- _CHALLENGE_
Pull out each line of the records that contains the string "tree". Case counts.

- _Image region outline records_
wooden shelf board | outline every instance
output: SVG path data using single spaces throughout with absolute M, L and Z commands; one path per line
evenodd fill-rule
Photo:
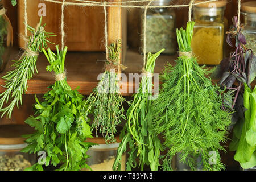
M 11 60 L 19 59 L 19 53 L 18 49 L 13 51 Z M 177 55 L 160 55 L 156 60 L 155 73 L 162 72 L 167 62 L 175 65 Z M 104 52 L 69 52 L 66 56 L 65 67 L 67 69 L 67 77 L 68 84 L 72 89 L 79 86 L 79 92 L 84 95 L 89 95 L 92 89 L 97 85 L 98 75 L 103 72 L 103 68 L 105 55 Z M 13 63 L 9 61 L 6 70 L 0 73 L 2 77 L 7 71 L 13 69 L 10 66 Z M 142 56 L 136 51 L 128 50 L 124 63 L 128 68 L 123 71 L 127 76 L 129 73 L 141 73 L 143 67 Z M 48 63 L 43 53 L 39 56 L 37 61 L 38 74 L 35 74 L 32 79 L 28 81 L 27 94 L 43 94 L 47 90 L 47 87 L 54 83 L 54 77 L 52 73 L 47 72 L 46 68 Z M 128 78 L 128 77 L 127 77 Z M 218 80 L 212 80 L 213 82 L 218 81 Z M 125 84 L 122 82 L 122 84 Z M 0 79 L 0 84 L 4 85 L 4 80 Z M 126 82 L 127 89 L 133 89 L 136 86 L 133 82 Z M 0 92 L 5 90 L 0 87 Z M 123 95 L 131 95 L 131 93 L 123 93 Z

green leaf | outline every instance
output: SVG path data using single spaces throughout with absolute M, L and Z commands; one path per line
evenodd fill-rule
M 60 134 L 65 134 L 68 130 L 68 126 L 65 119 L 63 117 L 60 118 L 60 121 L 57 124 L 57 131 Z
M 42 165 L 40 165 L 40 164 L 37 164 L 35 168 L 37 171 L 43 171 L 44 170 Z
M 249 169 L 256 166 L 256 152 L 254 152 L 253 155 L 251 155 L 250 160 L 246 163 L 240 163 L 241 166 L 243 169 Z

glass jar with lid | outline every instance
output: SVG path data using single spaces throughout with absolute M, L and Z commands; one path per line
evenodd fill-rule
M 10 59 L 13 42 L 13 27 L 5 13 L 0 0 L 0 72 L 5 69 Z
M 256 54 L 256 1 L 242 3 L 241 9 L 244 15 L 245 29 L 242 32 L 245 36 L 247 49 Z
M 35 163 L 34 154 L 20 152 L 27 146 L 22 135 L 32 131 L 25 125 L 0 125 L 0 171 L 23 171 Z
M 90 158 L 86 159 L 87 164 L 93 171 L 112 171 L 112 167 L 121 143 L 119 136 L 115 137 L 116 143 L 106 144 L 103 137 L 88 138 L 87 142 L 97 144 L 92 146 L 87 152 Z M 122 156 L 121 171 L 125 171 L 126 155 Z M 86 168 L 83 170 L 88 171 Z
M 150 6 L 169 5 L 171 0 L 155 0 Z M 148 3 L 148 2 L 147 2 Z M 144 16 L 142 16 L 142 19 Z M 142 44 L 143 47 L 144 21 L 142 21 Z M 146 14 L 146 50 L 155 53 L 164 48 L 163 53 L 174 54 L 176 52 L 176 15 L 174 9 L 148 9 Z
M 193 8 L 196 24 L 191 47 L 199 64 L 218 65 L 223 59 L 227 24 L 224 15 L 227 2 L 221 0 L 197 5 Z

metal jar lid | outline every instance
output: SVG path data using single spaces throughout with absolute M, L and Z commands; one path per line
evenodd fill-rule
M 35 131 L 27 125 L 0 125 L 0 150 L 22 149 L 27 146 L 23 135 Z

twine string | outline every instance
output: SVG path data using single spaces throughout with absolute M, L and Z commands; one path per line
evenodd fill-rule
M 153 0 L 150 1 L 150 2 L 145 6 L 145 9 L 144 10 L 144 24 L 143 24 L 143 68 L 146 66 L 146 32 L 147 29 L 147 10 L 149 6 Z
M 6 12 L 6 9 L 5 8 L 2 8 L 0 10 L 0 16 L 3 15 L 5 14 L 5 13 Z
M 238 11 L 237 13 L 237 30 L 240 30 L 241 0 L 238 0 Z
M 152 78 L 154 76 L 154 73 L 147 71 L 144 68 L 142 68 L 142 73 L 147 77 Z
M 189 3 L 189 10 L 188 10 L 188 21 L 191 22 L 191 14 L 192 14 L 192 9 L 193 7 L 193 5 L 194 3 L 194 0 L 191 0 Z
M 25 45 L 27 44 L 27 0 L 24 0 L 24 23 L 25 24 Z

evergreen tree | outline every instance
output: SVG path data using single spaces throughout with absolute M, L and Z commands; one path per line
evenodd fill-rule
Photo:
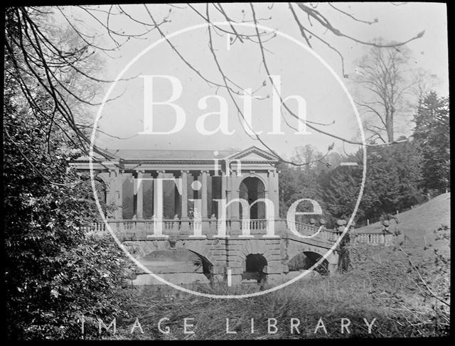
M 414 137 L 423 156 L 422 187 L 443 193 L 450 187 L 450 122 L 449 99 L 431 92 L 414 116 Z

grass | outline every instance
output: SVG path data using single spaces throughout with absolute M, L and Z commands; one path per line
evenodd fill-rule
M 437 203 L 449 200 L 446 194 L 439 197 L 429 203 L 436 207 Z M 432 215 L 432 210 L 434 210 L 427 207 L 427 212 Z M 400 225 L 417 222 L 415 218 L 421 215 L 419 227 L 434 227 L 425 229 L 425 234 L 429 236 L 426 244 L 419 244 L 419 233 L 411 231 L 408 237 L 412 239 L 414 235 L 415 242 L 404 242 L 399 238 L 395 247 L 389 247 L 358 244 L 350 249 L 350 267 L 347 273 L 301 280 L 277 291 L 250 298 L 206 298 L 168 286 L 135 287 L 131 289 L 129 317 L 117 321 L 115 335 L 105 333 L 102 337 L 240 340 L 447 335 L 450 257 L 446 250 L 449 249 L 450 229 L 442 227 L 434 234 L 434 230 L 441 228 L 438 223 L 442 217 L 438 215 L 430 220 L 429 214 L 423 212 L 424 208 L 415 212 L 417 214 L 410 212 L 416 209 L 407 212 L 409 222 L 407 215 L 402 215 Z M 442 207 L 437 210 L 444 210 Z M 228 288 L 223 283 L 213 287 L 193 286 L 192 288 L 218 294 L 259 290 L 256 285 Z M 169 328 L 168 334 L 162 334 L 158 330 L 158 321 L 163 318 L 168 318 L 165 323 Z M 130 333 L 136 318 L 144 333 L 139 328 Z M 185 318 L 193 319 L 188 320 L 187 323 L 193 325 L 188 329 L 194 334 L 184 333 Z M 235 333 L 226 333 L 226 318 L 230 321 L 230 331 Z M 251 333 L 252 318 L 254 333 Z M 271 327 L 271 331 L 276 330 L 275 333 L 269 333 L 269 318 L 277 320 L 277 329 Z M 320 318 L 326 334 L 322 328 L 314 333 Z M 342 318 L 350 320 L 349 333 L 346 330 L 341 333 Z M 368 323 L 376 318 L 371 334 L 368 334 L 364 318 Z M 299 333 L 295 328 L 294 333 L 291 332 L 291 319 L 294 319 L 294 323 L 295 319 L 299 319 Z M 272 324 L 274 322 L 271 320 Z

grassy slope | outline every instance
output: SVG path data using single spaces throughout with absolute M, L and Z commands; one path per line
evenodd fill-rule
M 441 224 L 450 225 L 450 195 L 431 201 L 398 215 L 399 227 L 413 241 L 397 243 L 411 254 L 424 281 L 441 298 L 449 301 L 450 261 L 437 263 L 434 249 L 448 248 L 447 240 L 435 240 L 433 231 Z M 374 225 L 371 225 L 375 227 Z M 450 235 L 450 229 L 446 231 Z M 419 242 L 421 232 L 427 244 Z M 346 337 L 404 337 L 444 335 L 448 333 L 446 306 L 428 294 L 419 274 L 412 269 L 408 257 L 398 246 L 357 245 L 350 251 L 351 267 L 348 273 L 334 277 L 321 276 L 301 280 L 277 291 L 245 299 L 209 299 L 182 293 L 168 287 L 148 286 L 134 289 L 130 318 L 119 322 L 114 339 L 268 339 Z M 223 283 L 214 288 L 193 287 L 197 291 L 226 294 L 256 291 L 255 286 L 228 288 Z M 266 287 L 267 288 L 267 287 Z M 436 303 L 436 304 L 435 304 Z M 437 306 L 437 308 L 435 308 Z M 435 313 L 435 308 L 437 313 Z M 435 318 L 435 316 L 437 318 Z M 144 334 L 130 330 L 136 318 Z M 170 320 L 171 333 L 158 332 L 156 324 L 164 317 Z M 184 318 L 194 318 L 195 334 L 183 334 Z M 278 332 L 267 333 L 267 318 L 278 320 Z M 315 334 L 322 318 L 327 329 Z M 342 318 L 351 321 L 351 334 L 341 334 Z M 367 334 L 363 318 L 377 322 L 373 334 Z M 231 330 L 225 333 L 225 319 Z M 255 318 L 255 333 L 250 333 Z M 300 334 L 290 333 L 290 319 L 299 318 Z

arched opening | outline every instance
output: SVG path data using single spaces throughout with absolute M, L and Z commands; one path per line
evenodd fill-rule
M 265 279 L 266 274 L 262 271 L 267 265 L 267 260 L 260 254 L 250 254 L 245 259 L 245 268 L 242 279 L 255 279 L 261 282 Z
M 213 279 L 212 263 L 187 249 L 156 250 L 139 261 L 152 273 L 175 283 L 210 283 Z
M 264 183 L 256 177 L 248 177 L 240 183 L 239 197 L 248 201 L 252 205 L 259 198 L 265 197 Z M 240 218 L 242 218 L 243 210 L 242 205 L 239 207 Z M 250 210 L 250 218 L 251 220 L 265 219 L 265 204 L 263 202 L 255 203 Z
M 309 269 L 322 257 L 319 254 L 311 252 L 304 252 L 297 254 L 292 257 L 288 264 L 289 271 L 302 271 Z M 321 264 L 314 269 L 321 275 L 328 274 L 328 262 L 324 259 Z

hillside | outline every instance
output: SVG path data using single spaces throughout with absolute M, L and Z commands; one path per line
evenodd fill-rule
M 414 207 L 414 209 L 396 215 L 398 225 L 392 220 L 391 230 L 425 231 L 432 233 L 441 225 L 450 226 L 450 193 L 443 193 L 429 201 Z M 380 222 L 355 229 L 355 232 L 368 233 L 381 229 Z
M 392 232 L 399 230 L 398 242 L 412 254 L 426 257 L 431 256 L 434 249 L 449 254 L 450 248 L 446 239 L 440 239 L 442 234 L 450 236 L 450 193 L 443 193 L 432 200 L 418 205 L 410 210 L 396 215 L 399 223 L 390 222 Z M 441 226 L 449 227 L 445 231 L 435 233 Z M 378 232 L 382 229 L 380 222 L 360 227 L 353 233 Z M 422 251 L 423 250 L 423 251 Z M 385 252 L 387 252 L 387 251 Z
---
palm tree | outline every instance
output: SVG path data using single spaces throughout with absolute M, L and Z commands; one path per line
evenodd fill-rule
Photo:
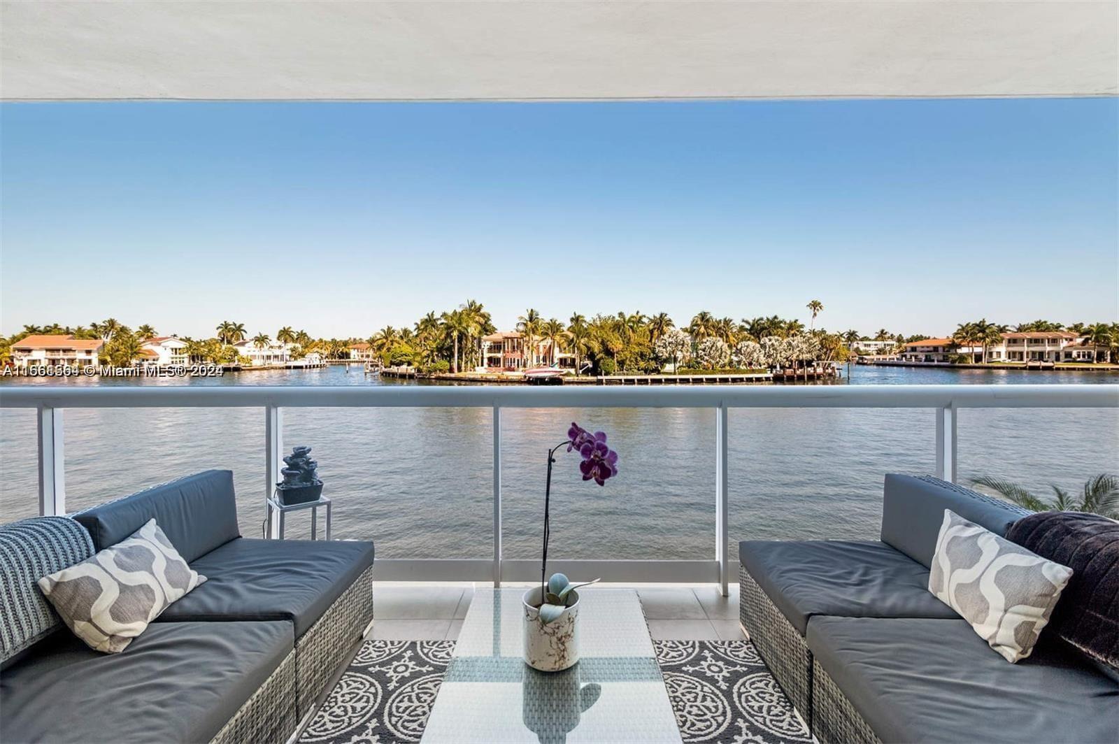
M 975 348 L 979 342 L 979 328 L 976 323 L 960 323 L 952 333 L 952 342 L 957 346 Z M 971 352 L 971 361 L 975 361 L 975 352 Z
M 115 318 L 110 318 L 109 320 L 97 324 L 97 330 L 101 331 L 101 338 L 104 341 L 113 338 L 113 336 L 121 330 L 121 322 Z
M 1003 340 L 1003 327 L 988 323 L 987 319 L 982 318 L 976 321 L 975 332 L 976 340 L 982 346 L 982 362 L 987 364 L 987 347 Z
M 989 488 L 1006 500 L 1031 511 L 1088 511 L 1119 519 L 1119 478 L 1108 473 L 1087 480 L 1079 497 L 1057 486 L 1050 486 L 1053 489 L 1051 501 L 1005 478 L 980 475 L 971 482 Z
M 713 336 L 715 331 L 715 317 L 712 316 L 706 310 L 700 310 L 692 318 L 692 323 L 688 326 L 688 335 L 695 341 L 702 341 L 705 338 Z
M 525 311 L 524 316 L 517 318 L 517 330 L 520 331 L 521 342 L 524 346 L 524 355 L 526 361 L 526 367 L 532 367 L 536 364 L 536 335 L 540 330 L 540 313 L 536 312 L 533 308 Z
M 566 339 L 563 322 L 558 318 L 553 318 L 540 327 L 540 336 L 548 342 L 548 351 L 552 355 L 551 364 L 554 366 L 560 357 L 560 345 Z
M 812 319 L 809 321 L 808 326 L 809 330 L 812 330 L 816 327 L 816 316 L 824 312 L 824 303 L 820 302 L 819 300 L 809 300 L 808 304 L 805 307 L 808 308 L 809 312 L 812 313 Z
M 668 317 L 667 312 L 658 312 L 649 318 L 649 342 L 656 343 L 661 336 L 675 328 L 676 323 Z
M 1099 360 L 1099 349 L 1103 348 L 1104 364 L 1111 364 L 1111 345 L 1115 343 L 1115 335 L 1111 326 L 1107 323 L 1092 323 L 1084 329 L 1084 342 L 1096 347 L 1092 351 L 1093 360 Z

- _FULL ANSWER_
evergreen tree | outline every instance
palm tree | outline every instance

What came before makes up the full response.